DIRECTIONS:
Return all lines of the data in which the string "trunk" occurs.

PROVIDED DATA:
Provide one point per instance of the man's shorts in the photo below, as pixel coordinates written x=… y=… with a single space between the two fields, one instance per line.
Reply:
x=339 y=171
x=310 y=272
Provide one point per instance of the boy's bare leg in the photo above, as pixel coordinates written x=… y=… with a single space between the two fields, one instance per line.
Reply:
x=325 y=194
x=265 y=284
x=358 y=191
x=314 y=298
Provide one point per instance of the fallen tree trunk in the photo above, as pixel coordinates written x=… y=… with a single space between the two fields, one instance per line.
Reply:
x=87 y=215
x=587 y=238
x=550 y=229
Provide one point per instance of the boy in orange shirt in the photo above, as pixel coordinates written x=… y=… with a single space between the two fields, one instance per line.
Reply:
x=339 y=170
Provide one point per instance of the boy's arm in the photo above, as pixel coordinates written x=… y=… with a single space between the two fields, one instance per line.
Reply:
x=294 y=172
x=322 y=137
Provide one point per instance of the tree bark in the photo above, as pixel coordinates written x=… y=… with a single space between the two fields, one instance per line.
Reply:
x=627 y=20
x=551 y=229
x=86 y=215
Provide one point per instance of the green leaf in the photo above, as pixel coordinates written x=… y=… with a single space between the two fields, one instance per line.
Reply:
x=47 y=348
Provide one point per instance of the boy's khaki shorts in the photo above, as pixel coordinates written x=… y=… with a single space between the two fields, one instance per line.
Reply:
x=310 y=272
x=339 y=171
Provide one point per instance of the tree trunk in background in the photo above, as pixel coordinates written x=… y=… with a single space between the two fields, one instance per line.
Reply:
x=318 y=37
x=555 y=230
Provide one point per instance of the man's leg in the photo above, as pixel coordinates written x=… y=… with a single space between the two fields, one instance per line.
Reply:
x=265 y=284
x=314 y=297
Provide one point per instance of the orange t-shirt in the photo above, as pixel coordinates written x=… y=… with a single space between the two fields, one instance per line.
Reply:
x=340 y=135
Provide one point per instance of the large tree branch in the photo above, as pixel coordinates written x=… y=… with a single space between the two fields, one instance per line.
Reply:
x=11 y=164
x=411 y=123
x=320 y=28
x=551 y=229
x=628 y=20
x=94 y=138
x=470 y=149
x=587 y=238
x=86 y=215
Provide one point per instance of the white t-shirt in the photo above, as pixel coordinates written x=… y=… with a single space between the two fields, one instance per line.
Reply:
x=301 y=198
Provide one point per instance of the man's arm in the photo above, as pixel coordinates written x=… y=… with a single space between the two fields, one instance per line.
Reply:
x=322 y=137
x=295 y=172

...

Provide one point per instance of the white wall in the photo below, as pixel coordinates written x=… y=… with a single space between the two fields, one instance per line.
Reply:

---

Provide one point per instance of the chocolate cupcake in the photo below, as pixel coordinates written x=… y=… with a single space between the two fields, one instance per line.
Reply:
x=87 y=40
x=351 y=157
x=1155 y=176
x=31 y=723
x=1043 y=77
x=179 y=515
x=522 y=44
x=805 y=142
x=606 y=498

RESPONSE FOR THIS EXERCISE:
Provide one point per instance of the fallen tree trunk in the photo above, as pixel coordinates written x=… y=… with a single space between the two fields, one instance per line.
Provide one point per instance of the tree trunk in background in the photo above, as pixel coordinates written x=… y=… with a single space between the two fields, one instance per line.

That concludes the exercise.